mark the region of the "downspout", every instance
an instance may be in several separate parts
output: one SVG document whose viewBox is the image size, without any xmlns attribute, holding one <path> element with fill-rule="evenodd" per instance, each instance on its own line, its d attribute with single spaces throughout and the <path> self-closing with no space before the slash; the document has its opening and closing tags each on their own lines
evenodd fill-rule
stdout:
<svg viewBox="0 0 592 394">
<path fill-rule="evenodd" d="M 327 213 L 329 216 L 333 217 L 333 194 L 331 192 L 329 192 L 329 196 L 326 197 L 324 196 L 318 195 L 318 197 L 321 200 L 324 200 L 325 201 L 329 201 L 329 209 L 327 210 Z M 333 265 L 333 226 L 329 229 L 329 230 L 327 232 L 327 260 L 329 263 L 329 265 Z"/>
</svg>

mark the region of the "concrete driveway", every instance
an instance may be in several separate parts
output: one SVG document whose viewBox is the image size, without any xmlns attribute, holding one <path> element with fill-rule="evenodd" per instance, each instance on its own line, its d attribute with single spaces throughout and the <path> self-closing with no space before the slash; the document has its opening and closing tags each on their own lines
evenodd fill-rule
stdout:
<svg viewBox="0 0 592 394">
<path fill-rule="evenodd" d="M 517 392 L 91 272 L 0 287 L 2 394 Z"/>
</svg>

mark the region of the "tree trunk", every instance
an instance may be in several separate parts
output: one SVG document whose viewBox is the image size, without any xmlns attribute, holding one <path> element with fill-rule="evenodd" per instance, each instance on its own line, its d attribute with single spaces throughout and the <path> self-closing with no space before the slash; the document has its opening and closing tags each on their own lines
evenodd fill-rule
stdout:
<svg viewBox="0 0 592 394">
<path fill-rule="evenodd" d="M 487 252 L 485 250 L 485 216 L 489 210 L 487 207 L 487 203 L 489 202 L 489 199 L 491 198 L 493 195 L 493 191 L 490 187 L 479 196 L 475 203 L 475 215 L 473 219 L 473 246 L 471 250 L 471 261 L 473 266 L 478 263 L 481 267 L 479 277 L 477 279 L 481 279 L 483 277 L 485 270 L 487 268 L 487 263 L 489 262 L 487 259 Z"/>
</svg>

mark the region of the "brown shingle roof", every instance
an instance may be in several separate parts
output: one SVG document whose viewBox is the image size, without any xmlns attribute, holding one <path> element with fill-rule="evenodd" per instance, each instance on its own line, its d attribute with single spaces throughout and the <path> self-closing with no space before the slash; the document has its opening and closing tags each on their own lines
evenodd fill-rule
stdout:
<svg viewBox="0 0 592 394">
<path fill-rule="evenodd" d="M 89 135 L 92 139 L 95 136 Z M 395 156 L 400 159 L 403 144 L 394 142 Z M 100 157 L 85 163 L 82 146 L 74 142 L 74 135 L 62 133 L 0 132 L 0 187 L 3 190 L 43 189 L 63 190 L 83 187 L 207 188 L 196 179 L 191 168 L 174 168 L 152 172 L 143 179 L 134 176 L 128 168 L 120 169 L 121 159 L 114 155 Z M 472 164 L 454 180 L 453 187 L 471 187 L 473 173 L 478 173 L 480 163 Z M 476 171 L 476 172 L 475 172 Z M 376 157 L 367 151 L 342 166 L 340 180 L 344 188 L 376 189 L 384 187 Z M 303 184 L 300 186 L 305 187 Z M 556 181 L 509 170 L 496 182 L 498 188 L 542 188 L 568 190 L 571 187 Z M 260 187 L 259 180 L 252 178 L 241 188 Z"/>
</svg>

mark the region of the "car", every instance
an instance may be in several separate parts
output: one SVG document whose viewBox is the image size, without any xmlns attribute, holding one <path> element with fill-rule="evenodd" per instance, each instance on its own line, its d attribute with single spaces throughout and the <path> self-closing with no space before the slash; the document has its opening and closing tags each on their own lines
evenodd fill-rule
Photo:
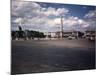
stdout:
<svg viewBox="0 0 100 75">
<path fill-rule="evenodd" d="M 72 40 L 72 39 L 75 39 L 75 37 L 74 36 L 68 36 L 68 39 Z"/>
</svg>

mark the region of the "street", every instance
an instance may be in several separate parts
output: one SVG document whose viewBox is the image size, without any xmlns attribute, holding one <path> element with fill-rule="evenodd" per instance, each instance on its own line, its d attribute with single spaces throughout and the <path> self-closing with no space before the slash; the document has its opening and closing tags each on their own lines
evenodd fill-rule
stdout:
<svg viewBox="0 0 100 75">
<path fill-rule="evenodd" d="M 12 74 L 95 69 L 95 42 L 74 40 L 13 40 Z"/>
</svg>

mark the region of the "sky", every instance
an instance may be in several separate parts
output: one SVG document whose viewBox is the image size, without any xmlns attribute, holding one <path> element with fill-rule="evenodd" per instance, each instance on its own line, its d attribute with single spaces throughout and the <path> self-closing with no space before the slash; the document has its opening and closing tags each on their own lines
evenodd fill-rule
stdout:
<svg viewBox="0 0 100 75">
<path fill-rule="evenodd" d="M 96 28 L 96 6 L 12 0 L 11 30 L 56 32 L 86 31 Z"/>
</svg>

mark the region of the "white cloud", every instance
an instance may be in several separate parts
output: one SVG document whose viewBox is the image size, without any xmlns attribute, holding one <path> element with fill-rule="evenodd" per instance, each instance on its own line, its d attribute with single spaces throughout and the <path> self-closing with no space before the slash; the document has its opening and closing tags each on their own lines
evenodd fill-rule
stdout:
<svg viewBox="0 0 100 75">
<path fill-rule="evenodd" d="M 22 21 L 22 24 L 26 26 L 26 28 L 34 30 L 57 30 L 57 27 L 60 27 L 61 24 L 60 16 L 64 16 L 68 13 L 69 10 L 66 8 L 41 7 L 38 3 L 34 2 L 12 2 L 11 14 L 15 16 L 12 22 L 19 24 L 19 22 Z M 51 16 L 53 18 L 51 18 Z M 95 16 L 95 11 L 90 11 L 84 17 L 90 18 L 93 16 Z M 63 17 L 63 25 L 64 27 L 68 26 L 70 28 L 79 26 L 80 29 L 82 29 L 95 25 L 95 21 L 80 19 L 77 16 L 69 16 L 67 18 Z M 67 30 L 67 27 L 64 29 Z"/>
<path fill-rule="evenodd" d="M 94 18 L 94 17 L 96 17 L 96 11 L 95 10 L 89 11 L 84 17 L 85 18 Z"/>
</svg>

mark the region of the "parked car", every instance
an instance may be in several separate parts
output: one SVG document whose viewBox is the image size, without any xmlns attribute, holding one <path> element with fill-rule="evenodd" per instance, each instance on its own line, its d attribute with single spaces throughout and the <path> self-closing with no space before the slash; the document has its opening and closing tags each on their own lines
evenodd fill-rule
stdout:
<svg viewBox="0 0 100 75">
<path fill-rule="evenodd" d="M 68 39 L 72 40 L 72 39 L 75 39 L 75 37 L 74 36 L 68 36 Z"/>
</svg>

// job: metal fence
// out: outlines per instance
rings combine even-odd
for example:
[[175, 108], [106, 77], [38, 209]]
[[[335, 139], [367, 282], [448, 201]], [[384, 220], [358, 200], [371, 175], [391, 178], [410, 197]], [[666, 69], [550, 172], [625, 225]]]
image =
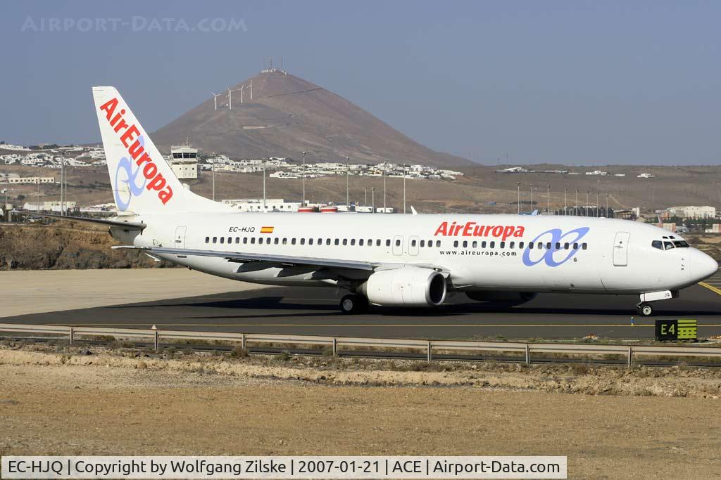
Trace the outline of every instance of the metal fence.
[[[105, 328], [99, 327], [66, 327], [64, 325], [34, 325], [0, 323], [3, 332], [52, 334], [67, 338], [71, 345], [81, 337], [112, 336], [120, 338], [141, 338], [152, 342], [156, 350], [161, 340], [231, 342], [242, 348], [252, 344], [292, 344], [325, 345], [334, 356], [341, 355], [342, 348], [371, 347], [381, 349], [401, 348], [425, 353], [426, 360], [433, 359], [434, 353], [441, 351], [503, 352], [517, 353], [526, 364], [531, 362], [532, 353], [570, 355], [614, 355], [625, 357], [628, 366], [639, 356], [721, 357], [721, 348], [700, 346], [624, 345], [583, 343], [523, 343], [514, 342], [474, 342], [466, 340], [407, 340], [399, 338], [370, 338], [323, 337], [314, 335], [272, 335], [262, 333], [232, 333], [226, 332], [193, 332], [190, 330], [160, 330], [155, 329]], [[720, 363], [721, 366], [721, 363]]]

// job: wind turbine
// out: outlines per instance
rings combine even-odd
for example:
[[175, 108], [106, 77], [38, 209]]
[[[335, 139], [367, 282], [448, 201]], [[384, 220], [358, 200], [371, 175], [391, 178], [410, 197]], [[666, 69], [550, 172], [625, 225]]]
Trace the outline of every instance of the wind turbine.
[[222, 94], [213, 94], [212, 91], [211, 92], [211, 95], [213, 96], [213, 101], [216, 105], [216, 110], [218, 109], [218, 97]]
————
Locate "job: wind turbine" in the material, then quote the line that contains it and all lines after it through the final one.

-- Result --
// job: wind turbine
// out: outlines per instance
rings combine even-odd
for example:
[[175, 108], [106, 77], [38, 209]]
[[[335, 139], [367, 282], [448, 201]], [[384, 220], [358, 200], [371, 175], [391, 178], [410, 197]], [[666, 69], [550, 172], [625, 225]]]
Trace the outline of every instance of the wind turbine.
[[222, 94], [213, 94], [212, 91], [211, 92], [211, 95], [213, 96], [213, 101], [216, 105], [216, 110], [218, 109], [218, 97]]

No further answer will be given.